Provided passage:
>> begin

His older sisters are both in their twenties now and soon coming to DC to meet their little brother. They're both experienced models and thus if you know anyone who needs a model during the first week of March, let me know.

Vanessa Anne Campello

Vanessa Anne Campello de Kraus


Elise Lena Campello

Elise Lena Campello y Strasser

But I meander... I love that word "meander." It's the only thing that I remember from Greek architectural elements from art school and maybe the only architectural element that has an associated word meaning as well.

And so Chawky and I went into the auditorium and found a great sit in the middle, about three rows from the stage and right behind Alberto and Victoria F. Gaitan, both superbly talented DC area artists. Victoria is also one of the "Sweet 16."

The evening started with the presentation of the Alice Denney Award for Support of Contemporary Art to James F. Fitzpatrick, who is not only a wonderful asset to the DMV art scene, but also quite a funny guy. While Fitzpatrick was talking he kept accidentally fiddling with the computer keyboard on the podium, never realizing that he was giving us all a preview of the work about to be discussed, as the gigantic images rotated behind his back.

The curators (in alphabetical order) then started discussing their selected work. It started with Ken Ashton, a well-known DC area photographer and also a Museum Technician for Works on Paper at the Corcoran Gallery of Art. Predictably, Ashton selected photographers for his picks, nearly all Corcoran alumni or staff. My favorite piece amongst his picks (and the potential steal of the auction) is Marissa Long's enigmatic photograph. I want to see more works by this artist.

>> end

Exercise: In the provided passage, who received the Alice Denney Award for Support of Contemporary Art?

Stored records:
>> begin

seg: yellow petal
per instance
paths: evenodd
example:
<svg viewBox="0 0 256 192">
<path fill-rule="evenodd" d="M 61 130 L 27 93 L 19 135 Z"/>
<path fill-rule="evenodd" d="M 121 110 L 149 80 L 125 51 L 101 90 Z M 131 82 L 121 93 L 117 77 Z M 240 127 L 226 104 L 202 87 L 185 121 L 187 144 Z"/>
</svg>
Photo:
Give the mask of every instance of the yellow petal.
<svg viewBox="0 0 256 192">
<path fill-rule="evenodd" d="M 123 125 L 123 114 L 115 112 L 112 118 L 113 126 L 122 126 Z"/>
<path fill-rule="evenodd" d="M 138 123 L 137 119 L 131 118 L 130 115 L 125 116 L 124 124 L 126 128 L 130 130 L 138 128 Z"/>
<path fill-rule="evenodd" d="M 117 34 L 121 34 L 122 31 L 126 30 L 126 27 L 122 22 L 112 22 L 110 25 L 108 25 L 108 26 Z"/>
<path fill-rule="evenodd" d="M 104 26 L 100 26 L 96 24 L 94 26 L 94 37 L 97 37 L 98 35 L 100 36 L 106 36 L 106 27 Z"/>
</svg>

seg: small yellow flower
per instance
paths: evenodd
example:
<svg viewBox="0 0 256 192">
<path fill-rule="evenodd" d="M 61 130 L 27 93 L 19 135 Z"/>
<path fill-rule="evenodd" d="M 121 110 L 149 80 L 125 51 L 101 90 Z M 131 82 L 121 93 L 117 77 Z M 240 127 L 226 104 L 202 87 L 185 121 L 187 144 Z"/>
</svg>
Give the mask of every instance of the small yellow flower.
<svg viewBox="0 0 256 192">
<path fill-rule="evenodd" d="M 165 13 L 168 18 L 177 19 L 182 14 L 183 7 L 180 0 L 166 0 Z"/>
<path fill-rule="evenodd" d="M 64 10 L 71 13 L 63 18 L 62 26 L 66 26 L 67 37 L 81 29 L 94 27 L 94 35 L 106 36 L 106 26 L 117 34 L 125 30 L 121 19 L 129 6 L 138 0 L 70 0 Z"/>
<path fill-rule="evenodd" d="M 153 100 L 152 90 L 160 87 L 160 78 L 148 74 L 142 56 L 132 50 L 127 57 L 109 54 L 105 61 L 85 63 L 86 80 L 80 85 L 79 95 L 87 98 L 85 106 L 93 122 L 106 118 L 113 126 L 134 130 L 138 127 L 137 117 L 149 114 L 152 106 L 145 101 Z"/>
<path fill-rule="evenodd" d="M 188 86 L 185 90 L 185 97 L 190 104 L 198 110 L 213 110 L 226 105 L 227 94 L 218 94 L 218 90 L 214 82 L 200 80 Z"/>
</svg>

>> end

Response to the exercise: James F. Fitzpatrick